• _Exercise brief_: The answer is the full listing restated exactly, without any pictures.

• _Provided records_:
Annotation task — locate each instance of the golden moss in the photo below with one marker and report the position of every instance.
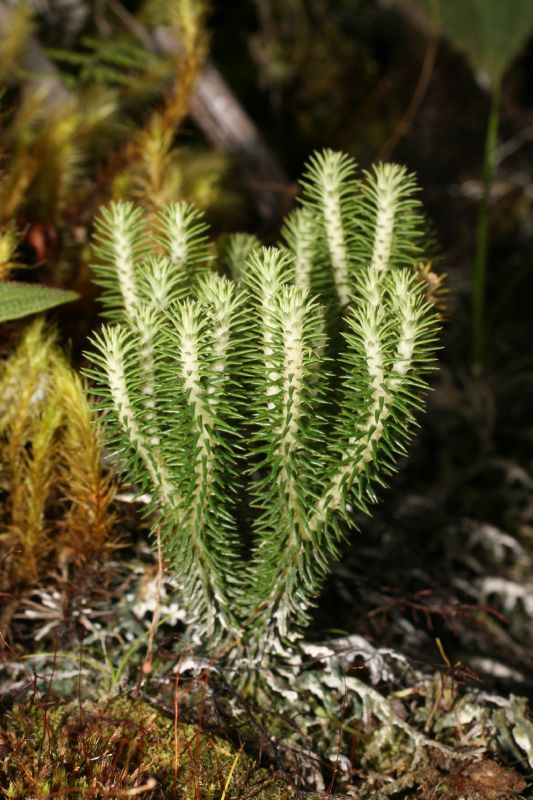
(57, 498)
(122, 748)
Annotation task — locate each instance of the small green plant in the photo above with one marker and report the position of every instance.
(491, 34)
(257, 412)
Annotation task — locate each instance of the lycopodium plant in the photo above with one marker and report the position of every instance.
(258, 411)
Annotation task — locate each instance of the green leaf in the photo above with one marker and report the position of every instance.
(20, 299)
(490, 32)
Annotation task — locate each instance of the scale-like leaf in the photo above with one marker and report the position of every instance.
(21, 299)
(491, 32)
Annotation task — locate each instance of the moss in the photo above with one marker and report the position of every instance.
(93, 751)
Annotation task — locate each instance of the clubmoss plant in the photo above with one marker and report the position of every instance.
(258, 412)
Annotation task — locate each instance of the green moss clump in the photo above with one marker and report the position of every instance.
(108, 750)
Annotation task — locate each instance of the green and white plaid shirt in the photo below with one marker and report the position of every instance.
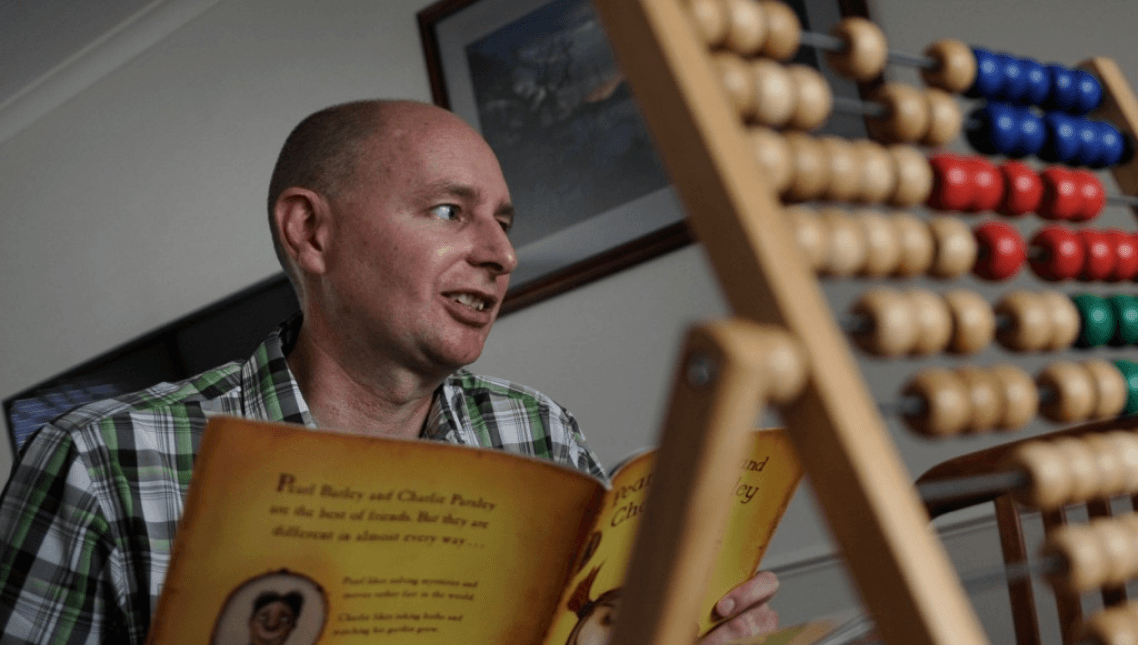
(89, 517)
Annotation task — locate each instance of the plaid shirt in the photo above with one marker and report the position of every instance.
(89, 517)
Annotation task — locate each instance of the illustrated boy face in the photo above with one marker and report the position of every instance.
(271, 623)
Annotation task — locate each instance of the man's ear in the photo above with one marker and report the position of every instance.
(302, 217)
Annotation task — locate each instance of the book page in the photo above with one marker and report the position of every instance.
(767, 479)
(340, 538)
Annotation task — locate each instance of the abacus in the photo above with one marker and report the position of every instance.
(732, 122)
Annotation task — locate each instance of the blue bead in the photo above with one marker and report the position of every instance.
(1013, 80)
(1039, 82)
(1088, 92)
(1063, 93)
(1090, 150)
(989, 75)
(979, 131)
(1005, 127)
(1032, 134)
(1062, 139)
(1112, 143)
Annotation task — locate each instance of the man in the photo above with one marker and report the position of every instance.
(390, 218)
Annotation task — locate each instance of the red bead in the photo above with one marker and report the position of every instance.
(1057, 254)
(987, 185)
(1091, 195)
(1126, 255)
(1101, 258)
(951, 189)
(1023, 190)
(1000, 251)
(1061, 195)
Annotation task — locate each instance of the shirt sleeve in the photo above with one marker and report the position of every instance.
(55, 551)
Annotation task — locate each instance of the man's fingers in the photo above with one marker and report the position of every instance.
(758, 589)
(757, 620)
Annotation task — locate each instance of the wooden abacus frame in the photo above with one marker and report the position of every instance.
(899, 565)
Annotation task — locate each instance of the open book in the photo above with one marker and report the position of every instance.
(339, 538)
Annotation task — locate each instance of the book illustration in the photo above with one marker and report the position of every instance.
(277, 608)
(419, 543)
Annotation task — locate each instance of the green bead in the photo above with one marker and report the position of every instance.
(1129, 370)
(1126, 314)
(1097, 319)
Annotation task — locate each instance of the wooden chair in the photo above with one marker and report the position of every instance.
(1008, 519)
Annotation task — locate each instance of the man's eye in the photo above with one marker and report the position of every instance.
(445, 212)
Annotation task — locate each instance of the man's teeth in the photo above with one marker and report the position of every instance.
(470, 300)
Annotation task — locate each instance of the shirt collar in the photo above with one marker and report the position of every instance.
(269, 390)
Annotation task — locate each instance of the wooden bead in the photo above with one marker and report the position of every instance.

• _Result of this task_:
Annotation task — locate each instance of the golden moss in the photo below with one marker and report the position of every instance.
(57, 498)
(122, 748)
Annotation task — locate each instance of the small green plant in the photo above with one marker and report the position of every instance.
(491, 34)
(257, 412)
Annotation task — locate each instance of the lycopodium plant in the photo above with one marker and report the position of every instance.
(258, 411)
Annotation task — locate each instance of the green leaf in the photo above with one marker and report the position of every instance.
(20, 299)
(490, 32)
Annotation task — locate each instance of the scale-like leaf in the photo above with one marker and report the position of every instance.
(21, 299)
(491, 32)
Annotation task — locate each instance of the moss in the photo above with one marker and report the position of every instance.
(93, 751)
Annotation task — locate each instance of the clubmoss plant in the photo above with one marker and report the position of every instance.
(258, 412)
Annotation task — locate each instance of the green moss clump in the photo above with one marker and report the position of every instance.
(108, 750)
Annotation task — locate each instance of the green and white plaid shirt in the photo below with one marker and report the position of every instance.
(89, 517)
Annotation task — locate each instance of the plaid shirt in the photo above with one marker and report the position of every instance.
(89, 517)
Annotation task — locate each instance of the illustrated boy face in the photo above with one marker and report the position of every instance.
(271, 623)
Annotation task — locate each instance of the man's ear in the photo above with one marker and report the position of every instance.
(302, 217)
Annotation task — locate each instance of the book page in the photo above with one marker and report the position of every instance.
(767, 479)
(340, 538)
Annotation task — locate each instance of the abacus in the photo above with one marker and report the position of every instance.
(732, 122)
Annotation task — locate each instance of the blue bead in the photo above with one marker and report the position of every instance.
(1013, 80)
(1039, 82)
(1088, 92)
(1063, 93)
(1090, 150)
(989, 75)
(979, 131)
(1005, 127)
(1032, 134)
(1062, 139)
(1112, 143)
Annotation task — locate each instance of the man in the photo above with one marker and report the position of every instance.
(390, 218)
Annotation task — locate each instance of the red bead in the photo above with one marker and report the position of every instance.
(1057, 254)
(987, 185)
(1091, 195)
(1126, 255)
(1101, 258)
(951, 189)
(1023, 190)
(1000, 251)
(1061, 195)
Annotation task — locate each instance of the shirt sleeve in the photo above with one marker and report the position of every instance.
(55, 551)
Annotation task — locate each instance of the man's fingers in the photo above with one marker and report the position of every instance.
(758, 589)
(757, 620)
Annotation task — locate each instance of the wooden abacus frame in the photo above with one marker and report the position of every instance.
(899, 565)
Annotation task — locate each instance of the open book in the photo above with one marker and report the position of every instance.
(339, 538)
Annotation task — locate each instance of the book illustration in the photo above with one marker and report the position of every instance.
(277, 608)
(419, 543)
Annotation task — locate each instance of the green bead in the photo above with one marker and report the position of every instance.
(1129, 370)
(1126, 314)
(1097, 319)
Annotation task — locate each instance of the wooden chair in the photo above with one marker and report the position of every instance.
(1008, 519)
Annotation task — locate each instance of the man's eye in the photo above with one marker and report the position of every instance.
(445, 212)
Annotation task — locate each instance of the man's teeth in the photo above with one marker and report the position of every instance.
(470, 300)
Annotation task — locate each instance of the shirt collar in the photo above with one marker and report the position of every instance.
(269, 390)
Annotation task — locate each instance of the wooden bead in the photo above with one marker and report the position of every instance.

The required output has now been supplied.